> [PROBLEM REQUIREMENTS] Find every line in the listing below that contains the word "skin" and copy each of those lines. Case counts.

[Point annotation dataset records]

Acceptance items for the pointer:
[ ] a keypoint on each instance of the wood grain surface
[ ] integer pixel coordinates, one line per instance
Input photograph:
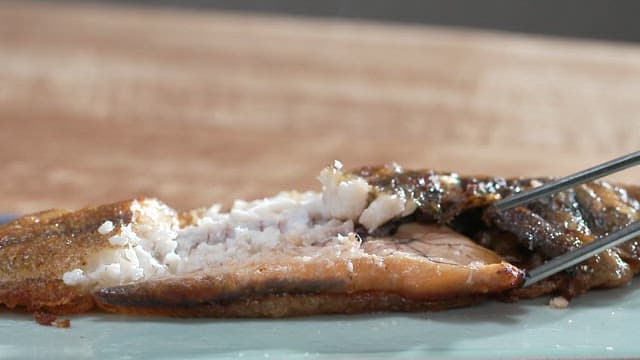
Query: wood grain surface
(99, 103)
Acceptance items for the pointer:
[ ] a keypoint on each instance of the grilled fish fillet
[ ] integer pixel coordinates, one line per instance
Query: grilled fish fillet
(376, 239)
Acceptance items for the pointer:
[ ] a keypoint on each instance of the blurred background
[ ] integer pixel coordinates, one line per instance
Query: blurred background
(200, 101)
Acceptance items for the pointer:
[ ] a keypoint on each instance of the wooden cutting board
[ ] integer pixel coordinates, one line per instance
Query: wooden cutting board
(101, 103)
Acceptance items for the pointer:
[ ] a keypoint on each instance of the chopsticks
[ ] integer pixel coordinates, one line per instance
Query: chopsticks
(575, 257)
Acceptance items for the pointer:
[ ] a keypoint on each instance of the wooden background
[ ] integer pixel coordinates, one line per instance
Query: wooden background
(99, 104)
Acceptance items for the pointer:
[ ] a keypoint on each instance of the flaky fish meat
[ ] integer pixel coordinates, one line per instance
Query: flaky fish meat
(374, 239)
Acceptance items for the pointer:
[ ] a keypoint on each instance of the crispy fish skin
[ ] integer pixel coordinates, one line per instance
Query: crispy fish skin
(409, 269)
(37, 249)
(545, 228)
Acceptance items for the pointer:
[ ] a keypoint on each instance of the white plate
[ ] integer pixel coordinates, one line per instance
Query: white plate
(601, 324)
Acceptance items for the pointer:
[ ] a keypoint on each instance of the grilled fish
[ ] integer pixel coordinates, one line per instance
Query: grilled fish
(374, 239)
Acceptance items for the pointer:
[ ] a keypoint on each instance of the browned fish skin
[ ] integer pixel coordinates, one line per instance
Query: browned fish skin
(609, 208)
(439, 196)
(544, 229)
(410, 278)
(37, 249)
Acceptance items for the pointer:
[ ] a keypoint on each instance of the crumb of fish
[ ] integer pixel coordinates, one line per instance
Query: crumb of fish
(45, 319)
(559, 302)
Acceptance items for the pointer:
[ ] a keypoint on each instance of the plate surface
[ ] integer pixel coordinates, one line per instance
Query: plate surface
(601, 324)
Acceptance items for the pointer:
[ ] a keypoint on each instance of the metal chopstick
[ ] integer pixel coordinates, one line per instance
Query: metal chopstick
(578, 255)
(570, 181)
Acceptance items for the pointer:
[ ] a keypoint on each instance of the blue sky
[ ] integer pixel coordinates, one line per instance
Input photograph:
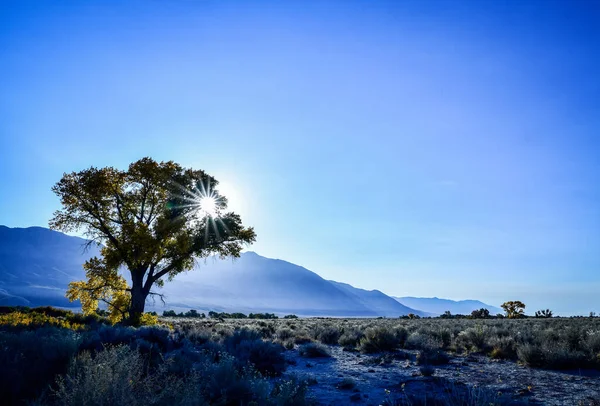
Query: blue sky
(423, 148)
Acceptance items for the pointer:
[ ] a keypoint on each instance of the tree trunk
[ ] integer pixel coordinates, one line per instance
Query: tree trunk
(138, 299)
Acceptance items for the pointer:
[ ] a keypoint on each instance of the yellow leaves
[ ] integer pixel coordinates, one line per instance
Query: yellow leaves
(147, 319)
(21, 319)
(103, 284)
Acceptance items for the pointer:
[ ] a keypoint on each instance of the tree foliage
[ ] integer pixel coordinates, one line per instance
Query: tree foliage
(514, 309)
(150, 221)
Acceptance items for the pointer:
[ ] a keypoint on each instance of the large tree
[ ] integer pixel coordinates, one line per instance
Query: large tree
(153, 220)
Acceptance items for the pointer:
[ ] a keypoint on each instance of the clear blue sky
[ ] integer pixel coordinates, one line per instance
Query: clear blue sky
(424, 148)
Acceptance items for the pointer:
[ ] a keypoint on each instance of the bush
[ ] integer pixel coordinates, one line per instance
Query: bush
(423, 341)
(30, 360)
(346, 384)
(427, 370)
(432, 357)
(326, 334)
(531, 355)
(378, 339)
(503, 348)
(314, 350)
(475, 338)
(350, 338)
(247, 346)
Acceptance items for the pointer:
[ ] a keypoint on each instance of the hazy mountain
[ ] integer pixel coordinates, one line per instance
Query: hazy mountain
(253, 283)
(438, 306)
(37, 264)
(378, 301)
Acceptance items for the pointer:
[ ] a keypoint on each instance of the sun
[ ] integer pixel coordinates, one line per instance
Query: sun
(208, 205)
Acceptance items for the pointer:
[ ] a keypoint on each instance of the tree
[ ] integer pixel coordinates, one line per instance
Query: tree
(514, 309)
(154, 220)
(543, 313)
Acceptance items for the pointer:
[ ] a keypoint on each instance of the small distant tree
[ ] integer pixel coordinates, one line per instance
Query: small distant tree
(152, 219)
(480, 314)
(514, 309)
(543, 313)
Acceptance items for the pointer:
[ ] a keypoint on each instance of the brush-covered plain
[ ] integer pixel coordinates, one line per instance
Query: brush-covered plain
(52, 357)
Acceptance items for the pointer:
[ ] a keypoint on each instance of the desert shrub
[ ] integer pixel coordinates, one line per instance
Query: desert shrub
(503, 348)
(327, 334)
(592, 342)
(290, 392)
(314, 350)
(119, 376)
(350, 338)
(247, 346)
(401, 335)
(531, 355)
(30, 360)
(225, 383)
(302, 339)
(427, 370)
(346, 384)
(474, 338)
(96, 340)
(52, 311)
(155, 335)
(284, 334)
(34, 320)
(560, 357)
(266, 356)
(423, 341)
(432, 357)
(443, 335)
(378, 339)
(197, 335)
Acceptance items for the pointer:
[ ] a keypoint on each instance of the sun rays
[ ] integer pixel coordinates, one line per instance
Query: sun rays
(203, 204)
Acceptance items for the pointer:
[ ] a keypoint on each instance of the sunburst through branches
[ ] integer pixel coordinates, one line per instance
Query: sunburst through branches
(204, 205)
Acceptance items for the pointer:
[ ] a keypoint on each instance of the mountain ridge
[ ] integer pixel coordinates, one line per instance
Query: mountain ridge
(36, 265)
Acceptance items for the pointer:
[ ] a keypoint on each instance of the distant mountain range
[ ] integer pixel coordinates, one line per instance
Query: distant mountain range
(439, 306)
(36, 265)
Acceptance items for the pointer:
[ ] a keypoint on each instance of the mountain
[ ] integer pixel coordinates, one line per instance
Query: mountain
(378, 301)
(37, 264)
(438, 306)
(253, 283)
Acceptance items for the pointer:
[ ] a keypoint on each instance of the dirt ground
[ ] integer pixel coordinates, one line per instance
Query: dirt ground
(351, 377)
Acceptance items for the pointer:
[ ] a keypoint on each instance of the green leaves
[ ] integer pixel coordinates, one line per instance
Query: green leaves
(148, 220)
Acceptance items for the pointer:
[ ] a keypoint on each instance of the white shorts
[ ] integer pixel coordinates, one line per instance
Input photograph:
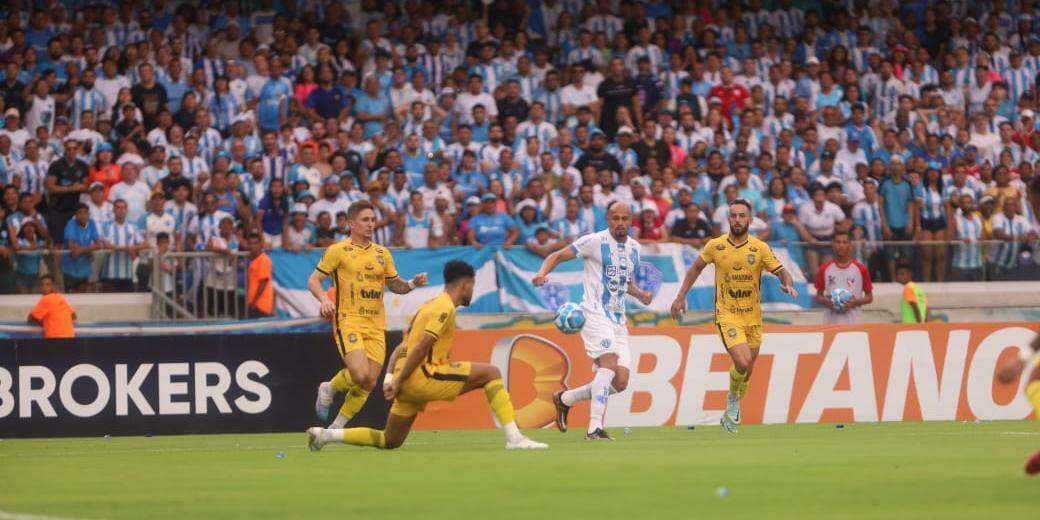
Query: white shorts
(602, 336)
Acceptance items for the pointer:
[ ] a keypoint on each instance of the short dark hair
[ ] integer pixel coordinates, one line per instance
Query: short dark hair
(358, 207)
(458, 269)
(742, 202)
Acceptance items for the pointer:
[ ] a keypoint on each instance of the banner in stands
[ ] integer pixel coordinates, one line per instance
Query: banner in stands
(503, 280)
(861, 373)
(163, 385)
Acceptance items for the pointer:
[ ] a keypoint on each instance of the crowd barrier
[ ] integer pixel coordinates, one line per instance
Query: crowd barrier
(241, 384)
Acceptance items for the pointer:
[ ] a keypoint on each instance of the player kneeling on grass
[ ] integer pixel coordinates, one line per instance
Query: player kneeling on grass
(422, 372)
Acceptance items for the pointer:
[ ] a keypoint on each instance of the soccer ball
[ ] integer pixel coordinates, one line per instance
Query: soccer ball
(840, 297)
(570, 318)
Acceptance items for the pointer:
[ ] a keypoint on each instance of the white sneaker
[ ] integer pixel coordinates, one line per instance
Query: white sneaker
(733, 410)
(314, 441)
(326, 393)
(525, 443)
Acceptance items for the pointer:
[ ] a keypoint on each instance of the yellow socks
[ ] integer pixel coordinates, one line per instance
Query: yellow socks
(342, 383)
(737, 383)
(354, 400)
(498, 399)
(364, 437)
(1033, 394)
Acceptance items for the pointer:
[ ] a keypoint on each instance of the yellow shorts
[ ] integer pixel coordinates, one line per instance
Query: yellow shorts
(430, 383)
(735, 333)
(349, 337)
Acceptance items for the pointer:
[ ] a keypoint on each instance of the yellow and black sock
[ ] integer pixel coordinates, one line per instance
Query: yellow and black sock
(365, 437)
(498, 399)
(737, 383)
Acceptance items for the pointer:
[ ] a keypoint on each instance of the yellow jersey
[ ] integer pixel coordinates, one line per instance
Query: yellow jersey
(738, 277)
(359, 275)
(436, 317)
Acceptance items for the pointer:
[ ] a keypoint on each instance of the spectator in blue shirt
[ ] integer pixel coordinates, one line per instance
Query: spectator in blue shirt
(490, 227)
(372, 107)
(898, 210)
(81, 239)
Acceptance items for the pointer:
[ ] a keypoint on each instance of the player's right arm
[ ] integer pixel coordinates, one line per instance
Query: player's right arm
(551, 261)
(328, 265)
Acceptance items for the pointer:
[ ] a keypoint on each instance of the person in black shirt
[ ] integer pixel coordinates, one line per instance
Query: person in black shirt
(66, 180)
(650, 146)
(617, 91)
(597, 156)
(149, 96)
(692, 229)
(512, 104)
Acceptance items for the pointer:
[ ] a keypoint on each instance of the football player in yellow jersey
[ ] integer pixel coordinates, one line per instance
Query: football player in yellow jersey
(739, 261)
(359, 270)
(423, 372)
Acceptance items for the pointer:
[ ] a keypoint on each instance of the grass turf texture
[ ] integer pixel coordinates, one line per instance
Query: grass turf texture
(908, 470)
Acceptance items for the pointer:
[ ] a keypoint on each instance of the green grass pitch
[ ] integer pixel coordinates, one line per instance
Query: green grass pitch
(884, 470)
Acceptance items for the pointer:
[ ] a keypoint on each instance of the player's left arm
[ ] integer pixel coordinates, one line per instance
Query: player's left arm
(395, 284)
(773, 265)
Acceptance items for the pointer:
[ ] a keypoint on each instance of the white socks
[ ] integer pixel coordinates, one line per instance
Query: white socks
(599, 390)
(332, 435)
(512, 433)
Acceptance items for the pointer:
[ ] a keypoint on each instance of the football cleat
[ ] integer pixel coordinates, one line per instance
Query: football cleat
(525, 443)
(1033, 465)
(323, 400)
(562, 411)
(314, 442)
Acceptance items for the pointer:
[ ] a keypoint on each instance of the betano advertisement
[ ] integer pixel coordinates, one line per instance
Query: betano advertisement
(680, 375)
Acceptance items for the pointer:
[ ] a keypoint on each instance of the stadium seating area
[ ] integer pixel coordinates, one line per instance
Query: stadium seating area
(184, 126)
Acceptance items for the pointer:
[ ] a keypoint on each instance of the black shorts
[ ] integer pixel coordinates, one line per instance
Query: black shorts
(933, 225)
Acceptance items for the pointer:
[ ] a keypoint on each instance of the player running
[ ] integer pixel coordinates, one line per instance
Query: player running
(422, 372)
(611, 258)
(359, 269)
(739, 260)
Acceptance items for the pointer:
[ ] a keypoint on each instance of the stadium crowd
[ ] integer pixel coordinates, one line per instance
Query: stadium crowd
(137, 126)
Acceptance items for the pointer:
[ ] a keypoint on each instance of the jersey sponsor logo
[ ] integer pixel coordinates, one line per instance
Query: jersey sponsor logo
(371, 294)
(739, 293)
(553, 294)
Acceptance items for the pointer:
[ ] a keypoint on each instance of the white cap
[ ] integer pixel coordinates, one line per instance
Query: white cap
(526, 203)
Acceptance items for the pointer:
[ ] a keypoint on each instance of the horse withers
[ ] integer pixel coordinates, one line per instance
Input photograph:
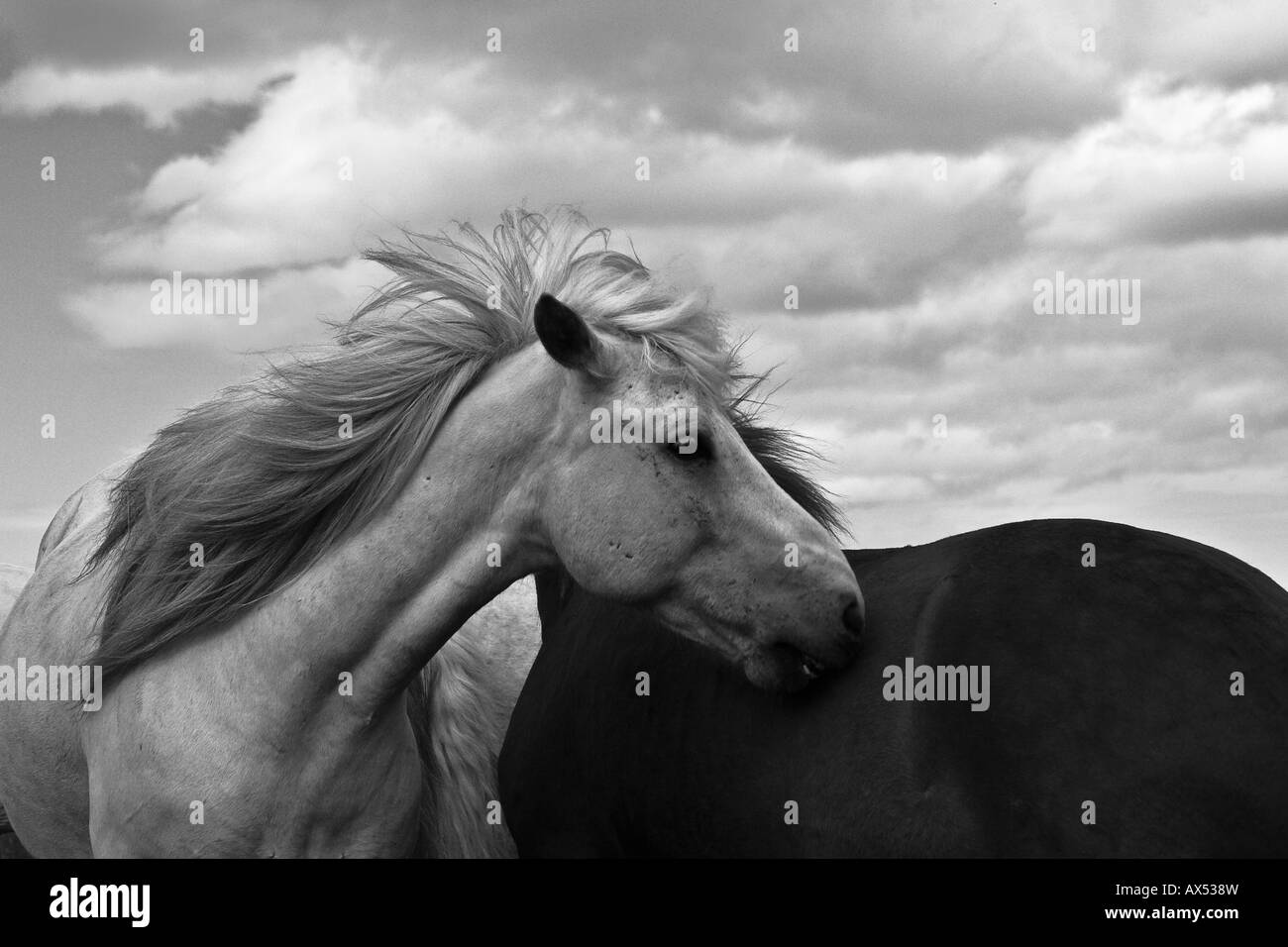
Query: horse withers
(1010, 699)
(263, 583)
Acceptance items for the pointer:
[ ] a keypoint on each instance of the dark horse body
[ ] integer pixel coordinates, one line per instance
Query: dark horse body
(1109, 684)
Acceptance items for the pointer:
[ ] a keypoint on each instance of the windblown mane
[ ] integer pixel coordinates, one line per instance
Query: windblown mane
(261, 475)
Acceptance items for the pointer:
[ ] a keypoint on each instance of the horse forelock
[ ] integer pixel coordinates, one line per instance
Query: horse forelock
(259, 482)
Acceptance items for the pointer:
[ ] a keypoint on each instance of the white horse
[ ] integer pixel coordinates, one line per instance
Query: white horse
(263, 585)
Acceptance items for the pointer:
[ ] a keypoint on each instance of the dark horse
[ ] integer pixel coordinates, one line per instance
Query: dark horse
(1136, 707)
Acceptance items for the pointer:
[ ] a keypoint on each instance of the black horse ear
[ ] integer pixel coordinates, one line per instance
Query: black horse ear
(565, 334)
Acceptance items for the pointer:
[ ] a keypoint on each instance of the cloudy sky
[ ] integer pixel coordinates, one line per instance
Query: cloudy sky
(913, 169)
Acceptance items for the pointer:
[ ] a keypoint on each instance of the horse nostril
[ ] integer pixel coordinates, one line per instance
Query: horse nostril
(853, 617)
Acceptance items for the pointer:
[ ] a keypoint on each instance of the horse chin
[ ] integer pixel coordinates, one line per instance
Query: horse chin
(781, 669)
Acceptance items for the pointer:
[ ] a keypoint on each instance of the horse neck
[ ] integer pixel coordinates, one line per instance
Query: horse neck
(460, 707)
(384, 600)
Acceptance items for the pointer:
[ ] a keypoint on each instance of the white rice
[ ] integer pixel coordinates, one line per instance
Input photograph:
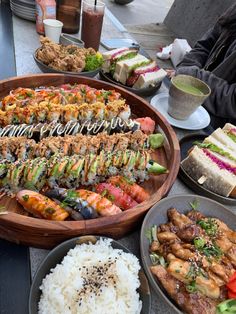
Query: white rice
(112, 282)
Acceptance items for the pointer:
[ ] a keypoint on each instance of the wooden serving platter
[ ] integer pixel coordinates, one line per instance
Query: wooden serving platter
(17, 227)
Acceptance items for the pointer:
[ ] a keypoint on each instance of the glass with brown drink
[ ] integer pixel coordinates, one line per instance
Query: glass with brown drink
(92, 19)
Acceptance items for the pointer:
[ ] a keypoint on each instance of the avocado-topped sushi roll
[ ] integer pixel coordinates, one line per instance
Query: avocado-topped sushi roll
(56, 169)
(14, 176)
(73, 171)
(35, 173)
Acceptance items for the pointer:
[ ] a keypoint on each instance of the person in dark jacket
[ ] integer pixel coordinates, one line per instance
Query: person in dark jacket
(213, 60)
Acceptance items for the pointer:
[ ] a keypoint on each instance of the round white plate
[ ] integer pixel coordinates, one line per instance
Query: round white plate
(198, 120)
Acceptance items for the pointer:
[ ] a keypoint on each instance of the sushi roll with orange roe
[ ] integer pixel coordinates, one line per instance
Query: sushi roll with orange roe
(134, 190)
(116, 195)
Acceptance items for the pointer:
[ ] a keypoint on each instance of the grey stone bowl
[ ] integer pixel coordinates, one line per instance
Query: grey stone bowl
(181, 103)
(123, 1)
(157, 215)
(56, 256)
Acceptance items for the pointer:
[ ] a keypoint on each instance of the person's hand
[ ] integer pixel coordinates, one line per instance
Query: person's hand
(170, 73)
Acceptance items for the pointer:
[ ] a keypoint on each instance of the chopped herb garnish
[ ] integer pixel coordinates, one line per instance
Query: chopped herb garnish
(195, 204)
(157, 259)
(209, 226)
(110, 197)
(104, 193)
(2, 208)
(25, 197)
(50, 210)
(128, 180)
(20, 97)
(148, 234)
(191, 288)
(154, 233)
(29, 94)
(106, 94)
(199, 243)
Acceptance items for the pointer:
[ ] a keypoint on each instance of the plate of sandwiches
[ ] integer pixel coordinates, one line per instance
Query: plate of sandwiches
(128, 68)
(209, 163)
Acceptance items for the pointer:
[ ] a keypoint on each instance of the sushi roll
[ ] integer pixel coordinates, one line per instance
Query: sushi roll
(73, 171)
(72, 199)
(115, 195)
(119, 109)
(88, 169)
(135, 191)
(103, 206)
(14, 176)
(147, 125)
(41, 206)
(56, 169)
(70, 113)
(54, 112)
(35, 174)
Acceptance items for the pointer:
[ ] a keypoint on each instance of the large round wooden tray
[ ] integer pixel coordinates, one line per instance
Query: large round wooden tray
(17, 227)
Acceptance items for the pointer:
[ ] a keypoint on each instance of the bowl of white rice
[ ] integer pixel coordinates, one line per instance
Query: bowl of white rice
(90, 275)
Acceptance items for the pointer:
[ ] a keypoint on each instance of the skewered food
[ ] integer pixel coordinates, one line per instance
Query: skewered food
(116, 195)
(43, 148)
(12, 149)
(193, 257)
(131, 188)
(213, 163)
(72, 171)
(41, 206)
(87, 203)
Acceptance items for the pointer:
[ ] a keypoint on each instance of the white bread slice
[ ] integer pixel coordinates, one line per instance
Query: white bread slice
(108, 54)
(224, 159)
(116, 53)
(124, 67)
(150, 78)
(212, 140)
(229, 126)
(202, 169)
(221, 136)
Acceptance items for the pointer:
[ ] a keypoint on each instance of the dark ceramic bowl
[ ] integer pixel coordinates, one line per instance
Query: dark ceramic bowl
(123, 1)
(56, 256)
(185, 144)
(158, 215)
(45, 68)
(148, 91)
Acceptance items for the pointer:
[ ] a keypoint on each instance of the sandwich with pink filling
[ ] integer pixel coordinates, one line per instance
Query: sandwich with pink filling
(113, 56)
(131, 68)
(212, 163)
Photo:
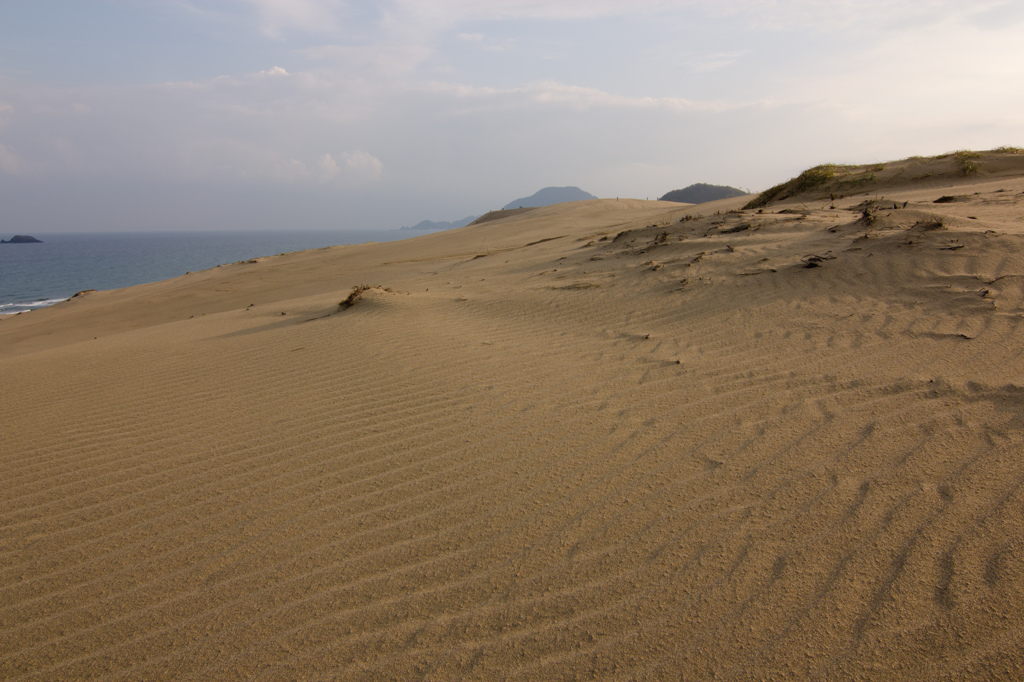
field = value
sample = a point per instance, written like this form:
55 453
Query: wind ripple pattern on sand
539 482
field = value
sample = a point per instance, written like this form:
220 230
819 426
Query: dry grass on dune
611 439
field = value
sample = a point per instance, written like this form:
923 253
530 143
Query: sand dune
619 439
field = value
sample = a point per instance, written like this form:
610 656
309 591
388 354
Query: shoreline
610 439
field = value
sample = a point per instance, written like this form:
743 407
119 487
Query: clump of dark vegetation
965 161
700 193
357 292
816 260
809 179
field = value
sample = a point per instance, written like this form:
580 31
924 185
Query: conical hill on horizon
609 438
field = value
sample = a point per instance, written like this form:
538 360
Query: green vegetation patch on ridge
809 179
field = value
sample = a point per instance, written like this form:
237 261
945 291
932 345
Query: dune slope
613 439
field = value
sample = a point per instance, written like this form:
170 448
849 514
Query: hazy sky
330 114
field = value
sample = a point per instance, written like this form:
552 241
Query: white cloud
364 165
329 167
551 93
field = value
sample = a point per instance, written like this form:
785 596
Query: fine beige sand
599 439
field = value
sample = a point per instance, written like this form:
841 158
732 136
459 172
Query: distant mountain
430 224
550 196
700 193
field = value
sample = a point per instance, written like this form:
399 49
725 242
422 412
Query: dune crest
614 438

> [CORRECT ANSWER]
[ ] a keypoint on each instance of the crispy fish skin
Query: crispy fish skin
[ ] a keypoint on each instance of the browned fish skin
Query: browned fish skin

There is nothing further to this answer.